• _The problem_: Transcribe, without any change, the lines of the items below that run from the line containing "like x=1064, y=374." through the end of the items.

(Coordinate annotation records)
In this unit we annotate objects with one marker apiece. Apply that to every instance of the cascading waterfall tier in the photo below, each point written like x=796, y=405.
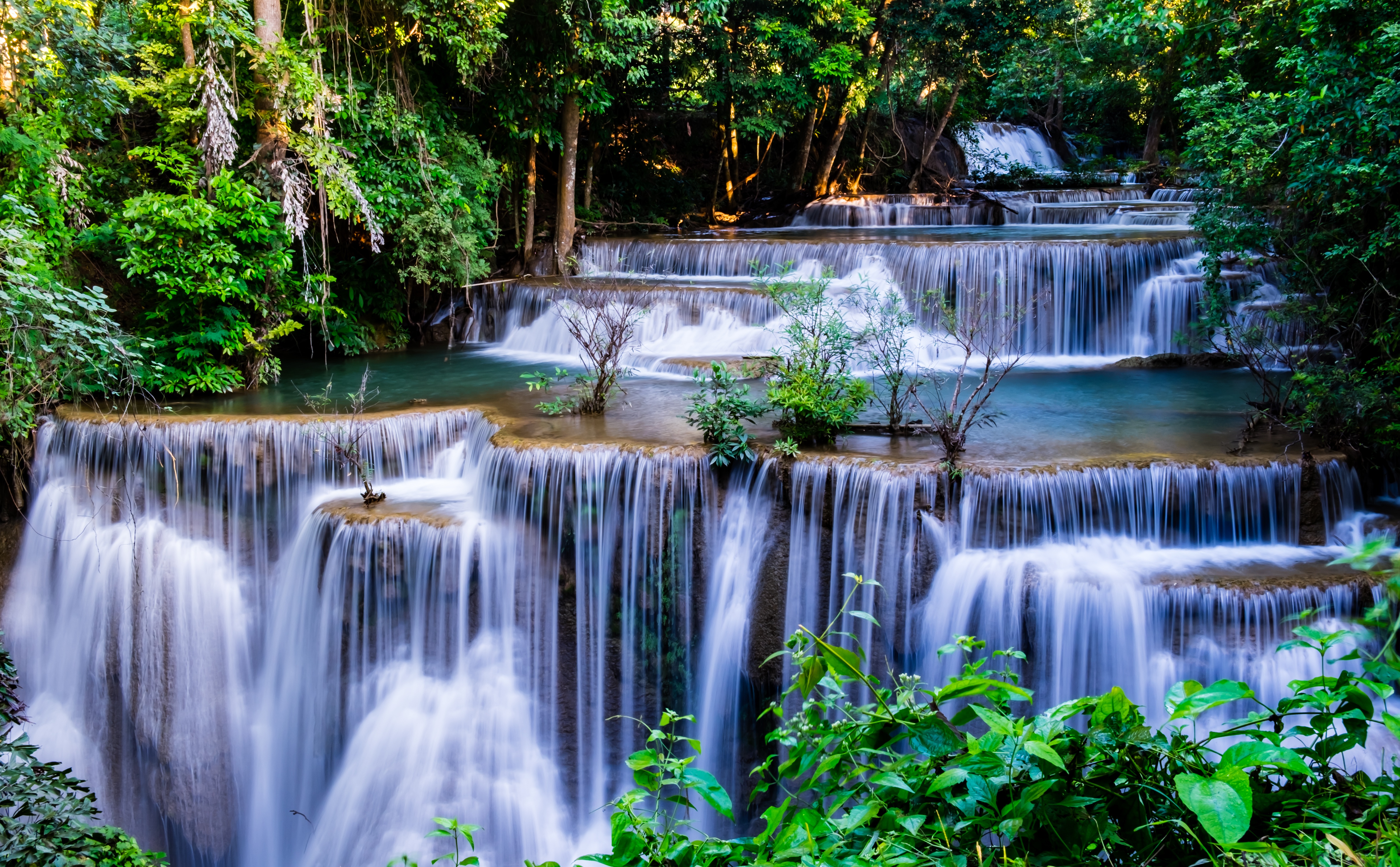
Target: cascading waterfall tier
x=1076, y=297
x=216, y=633
x=681, y=324
x=1107, y=206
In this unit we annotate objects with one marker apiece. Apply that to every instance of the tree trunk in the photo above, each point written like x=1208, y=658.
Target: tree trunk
x=516, y=210
x=866, y=135
x=1154, y=133
x=824, y=171
x=734, y=154
x=804, y=147
x=567, y=171
x=531, y=175
x=187, y=40
x=272, y=133
x=932, y=142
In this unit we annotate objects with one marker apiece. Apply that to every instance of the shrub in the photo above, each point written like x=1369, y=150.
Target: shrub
x=719, y=410
x=45, y=812
x=813, y=386
x=604, y=324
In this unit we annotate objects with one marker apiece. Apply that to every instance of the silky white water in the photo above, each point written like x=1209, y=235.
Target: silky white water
x=258, y=644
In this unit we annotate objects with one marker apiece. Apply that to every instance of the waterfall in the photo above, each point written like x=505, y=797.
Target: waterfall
x=686, y=325
x=1107, y=612
x=216, y=633
x=1174, y=505
x=724, y=702
x=996, y=146
x=1175, y=195
x=1118, y=206
x=1077, y=297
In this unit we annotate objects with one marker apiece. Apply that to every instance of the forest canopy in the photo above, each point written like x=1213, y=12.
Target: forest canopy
x=195, y=189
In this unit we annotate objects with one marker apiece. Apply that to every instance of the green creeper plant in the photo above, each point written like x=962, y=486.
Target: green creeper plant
x=813, y=386
x=47, y=813
x=650, y=821
x=216, y=266
x=719, y=410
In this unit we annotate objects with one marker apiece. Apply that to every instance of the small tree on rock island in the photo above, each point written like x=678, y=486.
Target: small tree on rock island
x=604, y=325
x=887, y=347
x=342, y=436
x=986, y=340
x=811, y=384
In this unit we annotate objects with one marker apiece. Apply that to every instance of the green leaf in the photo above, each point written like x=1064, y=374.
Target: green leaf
x=1114, y=701
x=811, y=676
x=891, y=780
x=841, y=661
x=947, y=780
x=1221, y=802
x=1038, y=789
x=1217, y=694
x=997, y=722
x=710, y=789
x=936, y=739
x=979, y=686
x=1179, y=691
x=1392, y=724
x=1249, y=754
x=1045, y=752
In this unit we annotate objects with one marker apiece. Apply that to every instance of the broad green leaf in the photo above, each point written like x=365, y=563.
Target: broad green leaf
x=710, y=789
x=1038, y=789
x=1179, y=691
x=981, y=686
x=1221, y=802
x=891, y=780
x=773, y=819
x=1045, y=752
x=811, y=676
x=1392, y=724
x=1114, y=701
x=997, y=722
x=948, y=778
x=1220, y=693
x=936, y=739
x=841, y=661
x=1249, y=754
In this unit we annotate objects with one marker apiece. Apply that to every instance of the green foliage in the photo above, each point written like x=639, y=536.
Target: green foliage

• _Right answer_:
In this unit we annotate objects with one marker apiece. Apply that to every instance of the green leaf in the photo above, each point written like x=1064, y=374.
Target: green leaf
x=1114, y=701
x=811, y=676
x=891, y=780
x=841, y=661
x=947, y=780
x=1221, y=802
x=1038, y=789
x=1217, y=694
x=997, y=722
x=710, y=789
x=936, y=739
x=979, y=686
x=1179, y=691
x=1392, y=724
x=1249, y=754
x=1045, y=752
In this unit we annotate objects with one marker apiece. Apply that to every instance of the broad green leaf in the photo above, each point written like x=365, y=563.
Target: broad green leaf
x=710, y=789
x=1038, y=789
x=1179, y=691
x=981, y=686
x=1221, y=802
x=891, y=780
x=773, y=819
x=1045, y=752
x=811, y=676
x=1392, y=724
x=1114, y=701
x=997, y=722
x=948, y=778
x=1220, y=693
x=936, y=739
x=841, y=661
x=1249, y=754
In this unit we annotate objects with one marker apiece. Apply that to every instance of the green foliage in the photo above, each point written like x=639, y=536.
Target: green foliage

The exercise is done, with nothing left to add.